# Task
From the line with "Give a dot for each instance of the brick" through the line with "<point>430,111</point>", repeat the entries verbatim, both end lines included, and add nothing.

# Information provided
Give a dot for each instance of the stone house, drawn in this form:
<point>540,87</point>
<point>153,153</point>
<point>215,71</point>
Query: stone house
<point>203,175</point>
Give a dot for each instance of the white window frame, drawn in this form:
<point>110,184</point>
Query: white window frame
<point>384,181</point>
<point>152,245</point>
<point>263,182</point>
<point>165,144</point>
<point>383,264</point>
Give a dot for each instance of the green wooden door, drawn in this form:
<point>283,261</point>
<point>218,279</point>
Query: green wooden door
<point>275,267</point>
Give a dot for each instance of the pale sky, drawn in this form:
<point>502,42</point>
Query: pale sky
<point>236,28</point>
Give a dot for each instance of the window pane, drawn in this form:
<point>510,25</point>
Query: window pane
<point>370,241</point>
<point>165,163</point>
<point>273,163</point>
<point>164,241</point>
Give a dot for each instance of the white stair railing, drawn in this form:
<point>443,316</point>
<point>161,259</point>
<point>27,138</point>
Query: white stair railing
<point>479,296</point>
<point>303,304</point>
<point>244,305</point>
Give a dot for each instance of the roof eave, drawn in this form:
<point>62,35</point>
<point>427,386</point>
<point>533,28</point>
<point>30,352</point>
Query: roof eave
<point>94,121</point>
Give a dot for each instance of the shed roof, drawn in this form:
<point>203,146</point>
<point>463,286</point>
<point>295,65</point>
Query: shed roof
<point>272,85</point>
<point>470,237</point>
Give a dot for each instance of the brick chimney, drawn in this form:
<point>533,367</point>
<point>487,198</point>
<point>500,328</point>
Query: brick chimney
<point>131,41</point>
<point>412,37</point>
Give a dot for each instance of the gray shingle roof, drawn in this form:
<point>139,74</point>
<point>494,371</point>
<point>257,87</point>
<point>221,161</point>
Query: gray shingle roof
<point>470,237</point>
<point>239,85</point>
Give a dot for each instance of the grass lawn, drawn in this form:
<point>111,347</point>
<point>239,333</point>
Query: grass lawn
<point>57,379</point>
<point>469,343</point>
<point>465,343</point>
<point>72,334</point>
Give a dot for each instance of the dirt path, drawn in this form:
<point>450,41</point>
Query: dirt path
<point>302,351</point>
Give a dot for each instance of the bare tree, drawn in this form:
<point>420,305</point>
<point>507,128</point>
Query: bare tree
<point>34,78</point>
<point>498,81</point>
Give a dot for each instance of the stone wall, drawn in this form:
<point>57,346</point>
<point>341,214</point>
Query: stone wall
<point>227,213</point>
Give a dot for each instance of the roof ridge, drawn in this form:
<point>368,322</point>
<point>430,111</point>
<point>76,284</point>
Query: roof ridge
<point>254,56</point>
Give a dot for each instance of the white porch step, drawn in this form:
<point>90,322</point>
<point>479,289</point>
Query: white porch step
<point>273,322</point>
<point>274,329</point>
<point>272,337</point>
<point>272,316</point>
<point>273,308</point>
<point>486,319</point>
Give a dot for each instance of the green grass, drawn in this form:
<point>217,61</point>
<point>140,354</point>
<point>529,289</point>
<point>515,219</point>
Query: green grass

# Exercise response
Give a dot for each instance of the brick chimney, drawn in this form:
<point>533,367</point>
<point>487,198</point>
<point>500,328</point>
Query: brick chimney
<point>131,41</point>
<point>412,37</point>
Give a dot for each instance of the gray shingle roof, drawn in this form:
<point>139,74</point>
<point>494,371</point>
<point>257,87</point>
<point>221,161</point>
Query: gray shingle roof
<point>470,237</point>
<point>239,85</point>
Give a dot for each instance of the grass lawn, drawn in this form:
<point>111,347</point>
<point>239,333</point>
Query: grass lawn
<point>57,379</point>
<point>469,343</point>
<point>465,343</point>
<point>72,334</point>
Give a dot for each instance of the dirt path, drawn in this form:
<point>450,41</point>
Query: dirt path
<point>302,351</point>
Give a dot for each instance of the bare tree, drawn in this form:
<point>420,305</point>
<point>507,128</point>
Query: bare tree
<point>34,78</point>
<point>498,81</point>
Give a dot for each instance of the stone wall, drawn in this form:
<point>57,346</point>
<point>341,214</point>
Query: stone wall
<point>227,213</point>
Give a dot for each instance of the roof ridge, drawn in this form:
<point>368,322</point>
<point>430,111</point>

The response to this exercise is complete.